Supplied data:

● ● ● ● ● ● ●

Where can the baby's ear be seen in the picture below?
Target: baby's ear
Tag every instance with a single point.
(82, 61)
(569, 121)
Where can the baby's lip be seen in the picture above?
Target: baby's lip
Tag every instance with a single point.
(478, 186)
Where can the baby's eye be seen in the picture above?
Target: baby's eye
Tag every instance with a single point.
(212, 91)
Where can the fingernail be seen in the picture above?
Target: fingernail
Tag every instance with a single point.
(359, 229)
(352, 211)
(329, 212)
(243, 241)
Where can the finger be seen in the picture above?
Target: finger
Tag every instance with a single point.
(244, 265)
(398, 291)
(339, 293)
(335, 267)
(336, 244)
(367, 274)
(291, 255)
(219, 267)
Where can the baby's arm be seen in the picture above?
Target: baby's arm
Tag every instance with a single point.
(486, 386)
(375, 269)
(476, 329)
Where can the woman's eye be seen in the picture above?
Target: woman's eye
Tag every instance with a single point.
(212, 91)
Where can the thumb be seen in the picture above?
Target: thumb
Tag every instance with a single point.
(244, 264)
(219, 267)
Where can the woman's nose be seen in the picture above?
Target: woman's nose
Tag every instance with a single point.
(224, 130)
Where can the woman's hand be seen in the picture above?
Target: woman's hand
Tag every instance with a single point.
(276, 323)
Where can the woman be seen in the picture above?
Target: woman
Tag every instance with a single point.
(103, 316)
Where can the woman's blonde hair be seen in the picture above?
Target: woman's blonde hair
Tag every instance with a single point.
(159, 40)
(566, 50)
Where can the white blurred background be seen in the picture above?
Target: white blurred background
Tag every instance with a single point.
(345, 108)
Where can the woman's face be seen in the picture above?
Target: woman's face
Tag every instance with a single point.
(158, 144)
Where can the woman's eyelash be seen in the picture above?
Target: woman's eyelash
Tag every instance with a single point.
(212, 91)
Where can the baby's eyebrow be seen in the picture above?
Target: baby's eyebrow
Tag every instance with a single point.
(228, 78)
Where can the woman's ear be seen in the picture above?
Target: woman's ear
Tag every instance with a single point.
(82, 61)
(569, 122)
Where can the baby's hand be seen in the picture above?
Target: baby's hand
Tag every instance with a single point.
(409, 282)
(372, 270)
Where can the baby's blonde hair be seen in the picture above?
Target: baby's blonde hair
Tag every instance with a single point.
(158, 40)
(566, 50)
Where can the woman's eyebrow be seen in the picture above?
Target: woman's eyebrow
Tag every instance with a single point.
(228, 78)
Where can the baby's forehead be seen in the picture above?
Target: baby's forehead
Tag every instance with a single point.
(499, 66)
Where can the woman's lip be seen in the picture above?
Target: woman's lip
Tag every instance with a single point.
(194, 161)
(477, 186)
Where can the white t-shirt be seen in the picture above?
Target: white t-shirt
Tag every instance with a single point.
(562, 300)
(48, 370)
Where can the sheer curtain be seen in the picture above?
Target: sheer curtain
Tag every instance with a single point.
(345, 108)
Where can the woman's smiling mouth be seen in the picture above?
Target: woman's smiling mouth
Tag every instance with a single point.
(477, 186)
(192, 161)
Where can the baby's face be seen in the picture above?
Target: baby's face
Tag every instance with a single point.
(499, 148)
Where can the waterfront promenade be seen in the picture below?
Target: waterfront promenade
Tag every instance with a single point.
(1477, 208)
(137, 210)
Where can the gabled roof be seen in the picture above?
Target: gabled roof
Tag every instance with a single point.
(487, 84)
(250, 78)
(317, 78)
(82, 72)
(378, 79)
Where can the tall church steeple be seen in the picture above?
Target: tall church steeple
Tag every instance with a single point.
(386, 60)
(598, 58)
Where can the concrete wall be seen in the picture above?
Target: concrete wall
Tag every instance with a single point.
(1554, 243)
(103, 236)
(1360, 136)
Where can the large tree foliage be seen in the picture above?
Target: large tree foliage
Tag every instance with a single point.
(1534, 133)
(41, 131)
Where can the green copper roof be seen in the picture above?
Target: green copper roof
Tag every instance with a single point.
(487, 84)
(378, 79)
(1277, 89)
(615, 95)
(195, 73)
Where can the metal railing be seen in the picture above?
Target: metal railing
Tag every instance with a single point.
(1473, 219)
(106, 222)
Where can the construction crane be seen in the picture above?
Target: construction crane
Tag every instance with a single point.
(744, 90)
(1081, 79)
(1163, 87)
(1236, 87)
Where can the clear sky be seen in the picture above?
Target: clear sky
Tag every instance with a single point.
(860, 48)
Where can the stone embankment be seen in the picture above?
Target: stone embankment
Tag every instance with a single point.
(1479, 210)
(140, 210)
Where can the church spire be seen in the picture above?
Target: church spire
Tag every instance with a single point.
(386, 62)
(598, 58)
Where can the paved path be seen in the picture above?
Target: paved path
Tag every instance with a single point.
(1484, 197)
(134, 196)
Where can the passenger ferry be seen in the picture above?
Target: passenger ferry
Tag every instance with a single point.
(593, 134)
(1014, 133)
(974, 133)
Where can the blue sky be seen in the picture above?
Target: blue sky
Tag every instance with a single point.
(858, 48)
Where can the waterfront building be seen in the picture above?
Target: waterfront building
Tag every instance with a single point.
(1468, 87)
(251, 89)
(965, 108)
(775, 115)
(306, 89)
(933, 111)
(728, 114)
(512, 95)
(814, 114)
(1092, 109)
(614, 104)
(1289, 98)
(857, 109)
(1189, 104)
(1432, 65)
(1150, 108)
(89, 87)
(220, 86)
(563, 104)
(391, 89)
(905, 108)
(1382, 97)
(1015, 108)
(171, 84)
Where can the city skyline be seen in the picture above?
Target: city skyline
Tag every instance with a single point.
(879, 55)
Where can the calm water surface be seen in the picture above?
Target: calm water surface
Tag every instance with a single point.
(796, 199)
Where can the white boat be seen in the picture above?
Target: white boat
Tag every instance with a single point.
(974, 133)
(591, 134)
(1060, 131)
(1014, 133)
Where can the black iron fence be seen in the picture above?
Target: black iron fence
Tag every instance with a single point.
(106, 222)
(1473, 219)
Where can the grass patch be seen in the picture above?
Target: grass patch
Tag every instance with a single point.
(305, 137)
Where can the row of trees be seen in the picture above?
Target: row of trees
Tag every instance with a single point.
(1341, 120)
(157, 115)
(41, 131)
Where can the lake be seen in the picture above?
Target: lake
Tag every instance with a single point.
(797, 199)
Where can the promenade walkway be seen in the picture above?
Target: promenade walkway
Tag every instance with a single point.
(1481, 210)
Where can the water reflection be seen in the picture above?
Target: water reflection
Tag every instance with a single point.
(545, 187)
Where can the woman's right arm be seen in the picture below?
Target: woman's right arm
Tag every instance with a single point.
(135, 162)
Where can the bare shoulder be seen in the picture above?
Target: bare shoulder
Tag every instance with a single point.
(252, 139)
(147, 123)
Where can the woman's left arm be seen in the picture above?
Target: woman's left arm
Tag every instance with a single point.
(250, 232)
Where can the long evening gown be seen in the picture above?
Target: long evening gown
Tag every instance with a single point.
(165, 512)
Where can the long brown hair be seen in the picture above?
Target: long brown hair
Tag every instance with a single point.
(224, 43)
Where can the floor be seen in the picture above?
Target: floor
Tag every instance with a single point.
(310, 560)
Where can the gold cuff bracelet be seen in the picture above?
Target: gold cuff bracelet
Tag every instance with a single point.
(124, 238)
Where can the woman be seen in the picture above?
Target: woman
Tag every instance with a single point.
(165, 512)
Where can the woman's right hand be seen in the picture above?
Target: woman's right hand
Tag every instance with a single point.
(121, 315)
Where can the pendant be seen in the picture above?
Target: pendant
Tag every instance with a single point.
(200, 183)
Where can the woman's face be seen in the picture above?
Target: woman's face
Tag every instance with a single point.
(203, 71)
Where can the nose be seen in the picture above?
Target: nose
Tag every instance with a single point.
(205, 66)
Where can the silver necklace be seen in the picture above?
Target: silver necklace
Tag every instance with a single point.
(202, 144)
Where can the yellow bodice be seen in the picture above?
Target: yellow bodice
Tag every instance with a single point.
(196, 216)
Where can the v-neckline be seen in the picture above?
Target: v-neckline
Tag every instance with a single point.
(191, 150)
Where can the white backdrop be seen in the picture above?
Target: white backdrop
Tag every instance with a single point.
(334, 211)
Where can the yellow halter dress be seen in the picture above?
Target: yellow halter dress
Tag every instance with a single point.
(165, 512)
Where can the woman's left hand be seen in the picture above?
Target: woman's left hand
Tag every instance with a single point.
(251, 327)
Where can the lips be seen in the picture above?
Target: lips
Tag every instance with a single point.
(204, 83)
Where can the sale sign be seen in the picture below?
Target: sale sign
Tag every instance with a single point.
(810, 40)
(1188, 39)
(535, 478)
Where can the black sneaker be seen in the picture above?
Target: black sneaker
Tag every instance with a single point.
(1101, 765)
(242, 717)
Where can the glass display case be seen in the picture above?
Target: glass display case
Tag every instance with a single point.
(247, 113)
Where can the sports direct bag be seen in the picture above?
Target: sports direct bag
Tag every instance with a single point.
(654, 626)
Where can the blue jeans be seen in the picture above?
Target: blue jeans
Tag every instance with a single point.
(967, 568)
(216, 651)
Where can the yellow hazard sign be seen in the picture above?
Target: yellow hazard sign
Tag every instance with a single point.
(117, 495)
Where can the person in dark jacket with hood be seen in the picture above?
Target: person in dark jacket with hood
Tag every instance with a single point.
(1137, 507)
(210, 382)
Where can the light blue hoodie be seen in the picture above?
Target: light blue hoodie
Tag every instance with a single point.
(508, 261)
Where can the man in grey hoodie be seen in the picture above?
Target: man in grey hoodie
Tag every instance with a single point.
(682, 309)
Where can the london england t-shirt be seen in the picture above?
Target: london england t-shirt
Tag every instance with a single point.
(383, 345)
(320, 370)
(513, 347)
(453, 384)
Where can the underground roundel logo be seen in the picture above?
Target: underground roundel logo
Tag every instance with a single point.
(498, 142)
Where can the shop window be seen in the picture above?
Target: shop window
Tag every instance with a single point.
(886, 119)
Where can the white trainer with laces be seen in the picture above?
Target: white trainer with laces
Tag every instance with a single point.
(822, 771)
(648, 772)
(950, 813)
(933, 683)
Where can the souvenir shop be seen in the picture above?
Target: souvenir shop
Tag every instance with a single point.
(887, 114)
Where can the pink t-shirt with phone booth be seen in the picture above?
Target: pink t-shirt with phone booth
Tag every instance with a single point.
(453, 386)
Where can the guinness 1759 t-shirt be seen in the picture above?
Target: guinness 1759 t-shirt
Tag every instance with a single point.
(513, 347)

● ● ● ● ● ● ●

Prompt: Repeat, without change, each line of the data above from the one that contains "Where can the white trainer" through the final line, counting both.

Solution:
Where can the white trainer with laces be seen in the picture above?
Target: white trainer with laces
Tag every instance with a single point.
(822, 771)
(648, 772)
(950, 813)
(933, 683)
Where can the souvenir shop be seen in the picture above?
Target: souvenir shop
Tag every instance with a single point.
(887, 114)
Where can the pink t-shirt with phone booth be seen in the picture above?
Target: pink t-shirt with phone booth
Tag every instance with a single point.
(453, 386)
Where can the guinness 1759 t-shirt be seen in the picture above?
Target: guinness 1759 t-shirt
Tag every instance with a single point.
(513, 347)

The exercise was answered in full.